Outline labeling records
────────────────────────────────────────

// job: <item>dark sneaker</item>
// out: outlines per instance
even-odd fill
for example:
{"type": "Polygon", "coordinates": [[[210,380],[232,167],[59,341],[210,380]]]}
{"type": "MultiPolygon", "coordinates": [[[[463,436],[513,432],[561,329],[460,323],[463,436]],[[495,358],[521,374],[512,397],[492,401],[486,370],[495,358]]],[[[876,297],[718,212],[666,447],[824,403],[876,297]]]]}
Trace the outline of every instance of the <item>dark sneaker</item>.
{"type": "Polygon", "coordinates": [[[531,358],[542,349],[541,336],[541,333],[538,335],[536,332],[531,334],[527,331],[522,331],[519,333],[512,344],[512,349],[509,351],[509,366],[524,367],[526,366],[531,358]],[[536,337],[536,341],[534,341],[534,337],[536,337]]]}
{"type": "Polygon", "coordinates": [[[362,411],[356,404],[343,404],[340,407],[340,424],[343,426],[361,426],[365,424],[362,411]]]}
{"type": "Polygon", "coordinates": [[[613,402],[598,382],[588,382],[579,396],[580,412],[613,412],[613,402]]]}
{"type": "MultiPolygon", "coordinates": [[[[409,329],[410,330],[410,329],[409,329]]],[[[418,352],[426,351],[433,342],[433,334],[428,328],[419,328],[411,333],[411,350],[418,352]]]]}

────────────────────────────────────────

▸ **Exercise instructions**: Render every line of the outline labeling records above as a JSON list of strings, with one string per line and any blank lines omitted.

▸ **Answer for this exercise**:
[
  "// job: <item>dark sneaker</item>",
  "// out: outlines per instance",
  "even-odd fill",
  "for example:",
  "{\"type\": \"Polygon\", \"coordinates\": [[[210,380],[232,167],[59,341],[210,380]]]}",
  "{\"type\": \"MultiPolygon\", \"coordinates\": [[[[463,436],[513,432],[561,329],[460,323],[463,436]],[[495,358],[521,374],[512,397],[492,401],[486,370],[495,358]]],[[[876,297],[718,212],[666,447],[824,403],[876,297]]]]}",
  "Trace the outline of every instance of the <item>dark sneaker</item>.",
  "{\"type\": \"Polygon\", \"coordinates\": [[[531,358],[542,349],[541,336],[541,333],[538,335],[536,332],[531,334],[527,331],[522,331],[519,333],[512,344],[512,349],[509,351],[509,366],[524,367],[526,366],[531,358]],[[536,337],[536,341],[534,341],[534,337],[536,337]]]}",
  "{\"type\": \"Polygon\", \"coordinates\": [[[362,411],[356,404],[343,404],[340,407],[340,424],[343,426],[361,426],[365,424],[362,411]]]}",
  "{\"type\": \"Polygon\", \"coordinates\": [[[613,402],[598,382],[588,382],[579,396],[580,412],[613,412],[613,402]]]}",
  "{\"type\": \"MultiPolygon\", \"coordinates\": [[[[409,329],[410,330],[410,329],[409,329]]],[[[418,352],[426,351],[433,342],[433,334],[428,328],[419,328],[411,333],[411,350],[418,352]]]]}"
]